[PASSAGE SHOWN]
┌──

Each week I compile a gaming industry insights newsletter that I share with other Rioters, including Riot’s senior leadership. This edition is the public version that I publish broadly every week as well. Opinions are mine.
November 29, 2018
6 Min Read
Kliuless? Gaming Industry ICYMI #13
Hi, my name is Kenny Liu, and I work in Revenue Strategy at Riot Games. Each week I compile a gaming industry insights newsletter that I share with other Rioters, including Riot’s senior leadership. This edition is the public version that I publish broadly every week as well. Opinions are mine.
See more or subscribe at: https://tinyletter.com/kliuless
Artifact: Pay-to-Win or Pay-to-Lose?
In most digital CCGs like Hearthstone, players have the freedom to choose to invest their money and/or time to unlock cards, but these cards have no extrinsic value outside of their respective games
Artifact's business model, however, is more reminiscent to that of physical CCGs, in which players have no other option but to invest money to unlock cards, but these cards can be sold on a secondary market (Steam Marketplace) for credit that can be broadly applied to purchase anything (on Steam)
Why does Artifact's business model feel so bad for players?

└──

[WRITTEN INSTRUCTION 1] Count the lines in the entries below that contain the word "report", and give only the number.

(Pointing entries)
┌──

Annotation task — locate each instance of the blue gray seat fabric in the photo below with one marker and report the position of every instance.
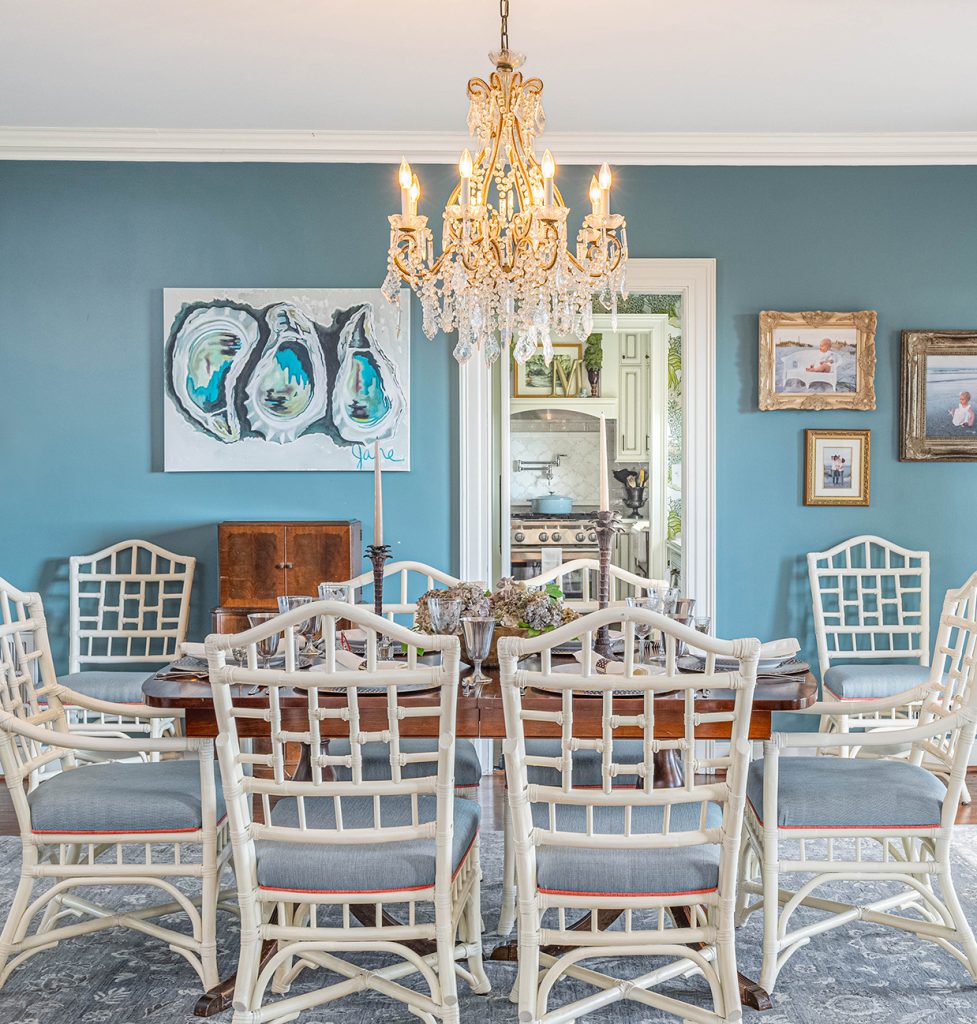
(376, 760)
(863, 682)
(586, 771)
(849, 793)
(122, 798)
(358, 867)
(631, 872)
(118, 687)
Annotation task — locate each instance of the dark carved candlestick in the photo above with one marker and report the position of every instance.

└──

[WRITTEN INSTRUCTION 2]
Answer these questions about the newsletter excerpt:
(a) What date does it show?
(b) At what address can readers see more or subscribe?
(c) On what secondary market can Artifact cards be sold?

[OUTPUT 1] 2

[OUTPUT 2]
(a) November 29, 2018
(b) https://tinyletter.com/kliuless
(c) Steam Marketplace